Point annotation lines:

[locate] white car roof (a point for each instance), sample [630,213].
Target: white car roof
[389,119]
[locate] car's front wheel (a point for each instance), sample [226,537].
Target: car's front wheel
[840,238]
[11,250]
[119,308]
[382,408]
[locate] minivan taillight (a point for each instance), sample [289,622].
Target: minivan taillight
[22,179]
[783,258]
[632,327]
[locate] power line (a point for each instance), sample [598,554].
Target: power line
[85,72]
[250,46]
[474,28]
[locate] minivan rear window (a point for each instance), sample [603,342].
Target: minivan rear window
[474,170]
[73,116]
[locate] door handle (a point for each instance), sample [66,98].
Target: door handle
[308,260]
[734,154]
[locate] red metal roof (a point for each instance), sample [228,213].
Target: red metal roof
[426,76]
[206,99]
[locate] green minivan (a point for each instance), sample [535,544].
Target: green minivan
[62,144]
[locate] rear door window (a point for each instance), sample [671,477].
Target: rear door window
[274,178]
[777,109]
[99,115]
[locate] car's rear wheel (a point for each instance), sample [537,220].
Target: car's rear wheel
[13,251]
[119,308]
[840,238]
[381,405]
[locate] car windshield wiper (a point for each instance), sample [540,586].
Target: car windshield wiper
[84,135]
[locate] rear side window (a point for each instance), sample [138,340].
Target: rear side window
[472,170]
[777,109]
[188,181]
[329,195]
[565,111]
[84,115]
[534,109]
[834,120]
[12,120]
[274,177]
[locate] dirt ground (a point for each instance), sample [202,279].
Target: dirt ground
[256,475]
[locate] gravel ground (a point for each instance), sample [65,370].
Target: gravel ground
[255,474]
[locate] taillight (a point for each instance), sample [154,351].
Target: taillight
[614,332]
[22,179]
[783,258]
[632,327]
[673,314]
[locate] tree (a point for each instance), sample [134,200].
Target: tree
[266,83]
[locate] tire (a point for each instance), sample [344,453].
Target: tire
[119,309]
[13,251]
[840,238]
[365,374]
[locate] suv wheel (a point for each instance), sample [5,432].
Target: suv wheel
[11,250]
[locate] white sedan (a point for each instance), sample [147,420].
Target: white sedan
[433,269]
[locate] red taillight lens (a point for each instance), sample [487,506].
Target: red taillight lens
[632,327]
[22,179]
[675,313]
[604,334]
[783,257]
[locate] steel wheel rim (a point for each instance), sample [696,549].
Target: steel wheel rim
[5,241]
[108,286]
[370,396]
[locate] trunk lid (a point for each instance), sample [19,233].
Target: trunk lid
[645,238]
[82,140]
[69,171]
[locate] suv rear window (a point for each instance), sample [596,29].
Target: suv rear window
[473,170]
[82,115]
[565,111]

◆ Task to complete ◆
Arrange all of the lines above as a Markdown table with the columns "Row" and "Line", numbering each line in order and skipping any blank lines.

◆ Expected answer ◆
| Row | Line |
|---|---|
| 1 | [locate] white car roof (a point for each instance), sample [630,213]. |
| 2 | Target: white car roof |
| 3 | [389,119] |
| 4 | [locate] car's front wheel (a point for each instance), sample [226,537]. |
| 5 | Target: car's front wheel |
| 6 | [840,238] |
| 7 | [11,250] |
| 8 | [119,308] |
| 9 | [382,408] |
| 10 | [locate] minivan taillight (a point for each instance), sample [289,622]. |
| 11 | Target: minivan taillight |
| 12 | [22,179] |
| 13 | [783,258] |
| 14 | [632,327] |
| 15 | [locate] power line (a point for each instance), sample [598,554]. |
| 16 | Target: power line |
| 17 | [85,72] |
| 18 | [250,46] |
| 19 | [474,28] |
| 20 | [locate] minivan rear window (a point for each instance), sample [603,342]. |
| 21 | Target: minivan rear window |
| 22 | [474,170] |
| 23 | [73,116] |
| 24 | [locate] door handle (a point for each instance), sample [66,98]. |
| 25 | Target: door handle |
| 26 | [308,260] |
| 27 | [734,154] |
| 28 | [locate] red metal roof (a point for each instance), sample [228,213]. |
| 29 | Target: red metal roof |
| 30 | [426,76] |
| 31 | [206,99] |
| 32 | [locate] green minivan (a point for each instance), sample [535,544]. |
| 33 | Target: green minivan |
| 34 | [62,144] |
| 35 | [locate] rear door window (a point for each instance), sample [671,477]. |
| 36 | Target: rear door window |
| 37 | [274,178] |
| 38 | [777,109] |
| 39 | [99,115] |
| 40 | [locate] car's rear wheel (a point for each instance), sample [537,220]. |
| 41 | Target: car's rear wheel |
| 42 | [13,251] |
| 43 | [119,308] |
| 44 | [840,238] |
| 45 | [381,405] |
| 46 | [locate] car windshield wiper (a point for each instance), sample [540,586]. |
| 47 | Target: car windshield wiper |
| 48 | [84,135] |
| 49 | [locate] rear side window (a point for each instance), sample [138,340]. |
| 50 | Target: rear side window |
| 51 | [472,170] |
| 52 | [777,109] |
| 53 | [188,181] |
| 54 | [329,195] |
| 55 | [565,111] |
| 56 | [84,115] |
| 57 | [534,109] |
| 58 | [834,120] |
| 59 | [12,120] |
| 60 | [274,177] |
| 61 | [locate] dirt ground (a point for each instance), sample [202,279]. |
| 62 | Target: dirt ground |
| 63 | [256,475] |
| 64 | [locate] gravel ground (a point for each instance), sample [65,370]. |
| 65 | Target: gravel ground |
| 66 | [255,474] |
| 67 | [locate] taillight (a point for each instance), sample [154,351]. |
| 68 | Target: taillight |
| 69 | [614,332] |
| 70 | [22,179] |
| 71 | [783,258] |
| 72 | [632,327] |
| 73 | [673,314] |
| 74 | [locate] tree (a point for each instance), sample [134,200]. |
| 75 | Target: tree |
| 76 | [266,83] |
| 77 | [locate] tire (a point for each instance), sample [344,453]. |
| 78 | Target: tire |
| 79 | [119,309] |
| 80 | [13,251] |
| 81 | [840,238] |
| 82 | [365,374] |
| 83 | [locate] suv wheel (a point for each instance), sample [5,432]. |
| 84 | Target: suv wheel |
| 85 | [11,250] |
| 86 | [locate] white sedan (a point for each instance), sample [147,420]. |
| 87 | Target: white sedan |
| 88 | [433,269] |
| 89 | [locate] red taillight lens (a point for each instance), sample [487,506]. |
| 90 | Target: red taillight lens |
| 91 | [632,327] |
| 92 | [22,179] |
| 93 | [675,313] |
| 94 | [604,334] |
| 95 | [783,257] |
| 96 | [locate] steel wheel rim (a point for each instance), sample [696,549]. |
| 97 | Target: steel wheel rim |
| 98 | [5,241] |
| 99 | [108,286] |
| 100 | [370,396] |
| 101 | [locate] trunk lid (a point for each instance), sample [19,233]. |
| 102 | Target: trunk lid |
| 103 | [645,238] |
| 104 | [82,140] |
| 105 | [69,171] |
| 106 | [locate] suv rear window (a point for each instance), sample [596,29]. |
| 107 | Target: suv rear window |
| 108 | [473,170] |
| 109 | [82,115] |
| 110 | [565,111] |